Exercise directions: Output every one of the records below character for character, changing nothing.

(Stored data entries)
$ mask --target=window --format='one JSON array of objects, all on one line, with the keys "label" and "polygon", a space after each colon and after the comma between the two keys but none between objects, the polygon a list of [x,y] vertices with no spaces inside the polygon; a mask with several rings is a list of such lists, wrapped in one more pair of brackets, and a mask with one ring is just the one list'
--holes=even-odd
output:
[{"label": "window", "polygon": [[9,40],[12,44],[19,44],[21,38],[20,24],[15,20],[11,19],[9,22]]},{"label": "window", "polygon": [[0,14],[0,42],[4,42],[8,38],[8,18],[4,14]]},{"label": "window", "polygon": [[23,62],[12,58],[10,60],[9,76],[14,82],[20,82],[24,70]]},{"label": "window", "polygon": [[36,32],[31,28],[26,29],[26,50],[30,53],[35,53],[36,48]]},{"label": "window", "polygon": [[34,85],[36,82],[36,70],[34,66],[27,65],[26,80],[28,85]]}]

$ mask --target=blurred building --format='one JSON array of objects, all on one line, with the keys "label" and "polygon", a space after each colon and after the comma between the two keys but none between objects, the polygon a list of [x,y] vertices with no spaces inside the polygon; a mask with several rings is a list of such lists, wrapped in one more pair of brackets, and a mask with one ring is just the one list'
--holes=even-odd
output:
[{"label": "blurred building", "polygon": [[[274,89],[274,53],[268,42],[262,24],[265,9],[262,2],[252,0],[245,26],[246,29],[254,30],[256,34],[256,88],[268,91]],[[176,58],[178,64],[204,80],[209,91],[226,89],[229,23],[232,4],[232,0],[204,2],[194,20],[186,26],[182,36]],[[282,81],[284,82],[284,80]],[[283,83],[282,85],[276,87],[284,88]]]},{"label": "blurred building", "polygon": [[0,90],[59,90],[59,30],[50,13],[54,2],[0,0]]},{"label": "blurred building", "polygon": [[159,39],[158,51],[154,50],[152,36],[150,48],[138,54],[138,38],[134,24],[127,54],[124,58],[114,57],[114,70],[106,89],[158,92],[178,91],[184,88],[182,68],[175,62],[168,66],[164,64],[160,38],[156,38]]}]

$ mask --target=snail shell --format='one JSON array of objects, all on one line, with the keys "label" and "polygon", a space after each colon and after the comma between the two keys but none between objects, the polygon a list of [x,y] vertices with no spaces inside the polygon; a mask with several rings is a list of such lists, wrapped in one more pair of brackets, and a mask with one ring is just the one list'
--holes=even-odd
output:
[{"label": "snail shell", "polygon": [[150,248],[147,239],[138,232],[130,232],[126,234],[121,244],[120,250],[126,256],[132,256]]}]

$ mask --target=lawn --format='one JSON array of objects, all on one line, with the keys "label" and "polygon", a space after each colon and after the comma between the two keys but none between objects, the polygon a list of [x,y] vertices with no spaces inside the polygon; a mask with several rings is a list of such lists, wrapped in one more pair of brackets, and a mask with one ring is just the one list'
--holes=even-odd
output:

Full response:
$ mask --target=window --format='one JSON array of objects, all on one line, with the keys "label" and "polygon", a space after each colon and after the comma between the two keys but none between objects, the polygon a list of [x,y] vertices with no spaces inside the polygon; a mask with several rings is a list of such lists, wrapped in one more pair of brackets, and a mask with one ring is just the one list'
--holes=even-odd
output:
[{"label": "window", "polygon": [[9,40],[12,44],[19,44],[21,38],[20,24],[15,20],[11,19],[9,22]]},{"label": "window", "polygon": [[0,14],[0,42],[4,42],[8,38],[8,18],[4,14]]},{"label": "window", "polygon": [[23,62],[12,58],[10,60],[9,76],[14,82],[20,82],[24,70]]},{"label": "window", "polygon": [[36,32],[31,28],[26,29],[26,50],[30,53],[35,53],[36,48]]},{"label": "window", "polygon": [[34,85],[36,82],[36,70],[34,66],[27,65],[26,80],[28,85]]}]

$ mask --target=blurred building --format='one JSON array of objects, all on one line, with the keys "label" and "polygon", a space after each colon and after the comma between the two keys but none between objects, the polygon a list of [x,y] vertices with no spaces inside the polygon; a mask with several rings is a list of such lists, wrapped in one more pair of brackets, and a mask with one ring is just the one list'
--holes=even-odd
output:
[{"label": "blurred building", "polygon": [[[274,89],[274,53],[268,42],[262,24],[265,9],[262,2],[252,0],[245,26],[246,29],[254,30],[256,34],[256,88],[268,91]],[[176,58],[178,64],[204,80],[209,91],[226,89],[229,23],[232,4],[232,0],[204,2],[194,20],[186,26],[182,36]],[[282,81],[284,82],[284,80]],[[283,83],[282,85],[276,87],[284,88]]]},{"label": "blurred building", "polygon": [[0,90],[59,90],[59,30],[50,13],[54,2],[0,0]]},{"label": "blurred building", "polygon": [[159,39],[158,51],[154,50],[152,36],[150,48],[138,54],[138,38],[134,24],[127,54],[124,58],[114,57],[114,70],[106,89],[158,92],[178,91],[184,88],[182,68],[175,62],[168,66],[164,64],[160,38],[156,38]]}]

$ mask --target=snail shell --format='one JSON array of objects, all on one line, with the keys "label" and "polygon", a space after each colon and after the comma between the two keys but none between objects, the polygon a list of [x,y] vertices with no spaces inside the polygon; a mask with several rings is a list of such lists, wrapped in one more pair of brackets, and a mask with one ring is just the one list'
--holes=even-odd
output:
[{"label": "snail shell", "polygon": [[150,248],[147,239],[138,232],[130,232],[126,234],[121,244],[120,250],[126,256],[132,256]]}]

$ mask --target=lawn --format='one JSON array of objects, all on one line, with the keys "label" and "polygon", a space after each colon and after the comma between the two keys but none between objects, the polygon a list of [x,y] vertices with no spaces inside the polygon; a mask with several rings is a list of such lists, wrapped in one more pair of brackets, and a mask with one ring is just the one list'
--holes=even-odd
output:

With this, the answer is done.